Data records
· · · · · · ·
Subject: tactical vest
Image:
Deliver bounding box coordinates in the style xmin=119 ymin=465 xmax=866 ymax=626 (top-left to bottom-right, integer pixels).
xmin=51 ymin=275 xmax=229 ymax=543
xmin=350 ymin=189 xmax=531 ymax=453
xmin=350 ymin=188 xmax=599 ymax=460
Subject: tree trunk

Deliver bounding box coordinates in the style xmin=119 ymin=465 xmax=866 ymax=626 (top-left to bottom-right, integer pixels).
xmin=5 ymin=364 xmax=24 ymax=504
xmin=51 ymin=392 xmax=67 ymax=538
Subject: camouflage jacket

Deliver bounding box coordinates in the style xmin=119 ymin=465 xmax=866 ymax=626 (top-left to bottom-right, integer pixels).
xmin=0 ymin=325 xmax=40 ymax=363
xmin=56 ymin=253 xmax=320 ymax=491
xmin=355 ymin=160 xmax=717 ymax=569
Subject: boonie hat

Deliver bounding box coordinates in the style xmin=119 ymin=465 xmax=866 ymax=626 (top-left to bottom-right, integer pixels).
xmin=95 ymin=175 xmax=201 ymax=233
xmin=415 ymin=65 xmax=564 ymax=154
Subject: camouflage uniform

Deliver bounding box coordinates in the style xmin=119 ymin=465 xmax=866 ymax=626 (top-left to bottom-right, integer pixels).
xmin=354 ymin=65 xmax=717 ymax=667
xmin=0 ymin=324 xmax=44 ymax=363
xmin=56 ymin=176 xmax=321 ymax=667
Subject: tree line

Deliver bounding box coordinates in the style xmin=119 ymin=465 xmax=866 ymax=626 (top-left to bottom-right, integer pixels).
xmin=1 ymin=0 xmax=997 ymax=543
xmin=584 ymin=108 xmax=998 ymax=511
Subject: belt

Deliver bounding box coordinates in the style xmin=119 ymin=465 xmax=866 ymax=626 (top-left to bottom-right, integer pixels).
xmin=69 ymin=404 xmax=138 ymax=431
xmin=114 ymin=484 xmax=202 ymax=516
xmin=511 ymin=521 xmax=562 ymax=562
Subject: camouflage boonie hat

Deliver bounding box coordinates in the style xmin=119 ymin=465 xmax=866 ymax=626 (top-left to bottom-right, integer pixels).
· · · · · · ·
### THE TASK
Once you find the line containing "Subject: camouflage boonie hat", copy it and every line after it through the end of the records, exactly as they stand.

### EXERCISE SOLUTION
Subject: camouflage boonie hat

Deliver bounding box coordinates in the style xmin=119 ymin=465 xmax=866 ymax=626 (top-left to bottom-right, integer pixels).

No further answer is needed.